# What is being asked
Please print every one of the items below, line for line and without any changes.

# Supplied material
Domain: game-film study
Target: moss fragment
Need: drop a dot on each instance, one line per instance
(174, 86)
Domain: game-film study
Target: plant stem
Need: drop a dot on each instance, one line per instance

# Response to the exercise
Domain: game-film study
Target: moss fragment
Need: drop a dot on each instance, one line per instance
(174, 86)
Domain: game-film study
Target: plant stem
Need: drop a dot on each instance, one line per instance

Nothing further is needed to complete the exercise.